Riprendi il testo che segue sulla sentenza della Cassazione relativa alla posizione di garanzia degli infermieri e proseguilo subito dopo l'ultima frase riportata.

====== BRANO RIPORTATO ======

Si segnala una recente sentenza della Cassazione Penale, Sez. IV depositata il 20 giugno 2011 n. 24573, che prendendo le mosse da una decisione intervenuta in sede di udienza preliminare in cui il giudicante aveva escluso l’esistenza di una posizione di garanzia in capo agli infermieri, contemplata dalla fattispecie del reato omissivo improprio di cui all’art. 40, comma 2 c.p. (non impedire un evento, che si ha l’obbligo giuridico di impedire, equivale a cagionarlo) ha, viceversa, stabilito che “rientra nel proprium (non solo del sanitario, ma anche) dell’infermiere quello di controllare il decorso della convalescenza del paziente ricoverato in reparto, sì da poter porre le condizioni, in caso di dubbio, di un tempestivo intervento del medico”.
La triste vicenda che ha dato origine a questa sequela di pronunce che hanno poi condotto al giudizio del Supremo Collegio è quella di un signore che la mattina del 13 settembre 2005 veniva condotto con urgenza al Pronto Soccorso poiché rimasto gravemente ferito a seguito di un incidente stradale.

====== RECORD DEL DATASET ======

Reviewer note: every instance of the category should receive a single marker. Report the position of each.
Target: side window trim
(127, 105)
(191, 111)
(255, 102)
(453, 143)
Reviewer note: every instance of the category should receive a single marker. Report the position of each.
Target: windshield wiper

======

**RISULTATO DEL COMPITO**
Sottoposto a un delicato intervento chirurgico all’arto inferiore destro che terminava alle ore 12:30. Nella fase post-operatoria emergevano delle complicazioni. La moglie del paziente, una volta notato lo stimolo al vomito, l’intensa sudorazione e il copioso sanguinamento chiedeva a più riprese invano l’aiuto e l’intervento del personale infermieristico.
Solo alle ore 21:40 dello stesso giorno e solo grazie all’interessamento di un medico del Pronto Soccorso, il paziente veniva sottoposto a una TAC al termine della quale veniva poi finalmente trasferito, oramai in stato di incoscienza e con una seria e preoccupante diagnosi (coma con insufficienza cardiocircolatoria terminale in soggetto cranio traumatizzato), in un altro ospedale.
Nonostante un pronto e riuscito intervento di craniotomia fronto-temporo-parietale, il paziente decedeva il 17 settembre 2005 nel reparto di rianimazione della struttura sanitaria.
Nei confronti di tutti gli imputati nel corso dell’udienza preliminare veniva dichiarato il non luogo a procedere “perché il fatto non sussiste”. Nello specifico il Pubblico Ministero imputava al personale infermieristico di non avere dato corso alle incessanti richieste di intervento medico avanzate dai familiari della vittima.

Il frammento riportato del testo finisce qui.